---- Текст
И вот, проучившись в девятом-десятом классах, в соседнем Куягане, мне предлагают уже влиться в учительский коллектив и стать полноправным его членом. Когда я летом 1964 года покинул эту школу, то думал, что навсегда, а получается, что нет. Наверное, произошли какие-нибудь и кадровые изменения в учительском составе за эти два года, что я в ней отсутствовал.
Дай бог памяти вспомнить, кто же тогда в декабре 1966 года работал в Куячинской восьмилетке. Ну, это, во-первых, чета Расторгуевых, Андрей Иванович и Евдокия Григорьевна. Их дочерей, Ольги и Любови уже в Куяче не было. Повыходили замуж они и мужья их увезли куда-то. Не было и моей Марии Александровны Фефеловой, съели этого патриарха куячинской школы, Расторгуевы.
Зато всё еще работали муж и жена Иванищевы, Александр Федорович и Евстолия Лентьевна, тоже старожилы школьные. Правда, вскоре Евстолия Леонтьевна ушла на пенсию. А Александр Федорович даже стал завучем. Составление расписания занятий, это его конек, его любимое занятие. Как счас помню, смотрит он на большой лист, что приколот на стене в учительской, что-то думает, бормочет про себя, стирает один урок, заменяет его другим. Короче, работа ответственная и нужная.
Работал в школе и мой самый любимый учитель, Это учитель труда, Исаков Сафрон Лукич. Как жаль, что мало уроков труда было у нас тогда. Вот его уроки, поневоле я пронес через всю свою жизнь. От умения правильной заточки топора и рубанка, до элементарных приемов работы с деревом.
Уже с год, наверное, проработал в школе учитель биологии, Александр Иванович Ипполитов. Молодой человек, прибывший неизвестно с каких краёв, обладатель диплома с отличием, замечательный человек и педагог, большой любитель и петь и пить. Это и сгубило, его карьеру учительскую. Хотя, видели его, через несколько лет в Алтайске на учительской конференции, жив, здоров, в завязке, работал где-то в школе района.
Учительница математики, Лидия Яковлевна Вяткина, уже несколько лет в школе работала, после того, как ее семья переехали в Куячу из Нижнего Комара, она, муж и двое сыновей. Николай Николаевич работал в селе киномехаником. Начал работать в середине 60-х учителем математики Фефелов Яков Антропович. Русский язык и литературу приехала преподавать молодая девушка с Подмосковья Татьяна Сергеевна Меньшутина.
--------
---- Исходный материал
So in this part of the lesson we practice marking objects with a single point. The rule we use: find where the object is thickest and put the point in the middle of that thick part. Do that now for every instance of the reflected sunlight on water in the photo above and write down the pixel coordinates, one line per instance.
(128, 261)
--------
> _Выполните задания_
A: Выведите из текста отрывок от слов «Учительница математики, Лидия» до слов «Татьяна Сергеевна Меньшутина.» включительно.
B: Какие предметы, согласно тексту, приехала преподавать Татьяна Сергеевна Меньшутина?
C: Назовите все школьные предметы, которые упоминаются в тексте.

> _Ответы к заданиям_
A:
Учительница математики, Лидия Яковлевна Вяткина, уже несколько лет в школе работала, после того, как ее семья переехали в Куячу из Нижнего Комара, она, муж и двое сыновей. Николай Николаевич работал в селе киномехаником. Начал работать в середине 60-х учителем математики Фефелов Яков Антропович. Русский язык и литературу приехала преподавать молодая девушка с Подмосковья Татьяна Сергеевна Меньшутина.

B: Русский язык и литературу.

C: Труд, биология, математика, русский язык, литература.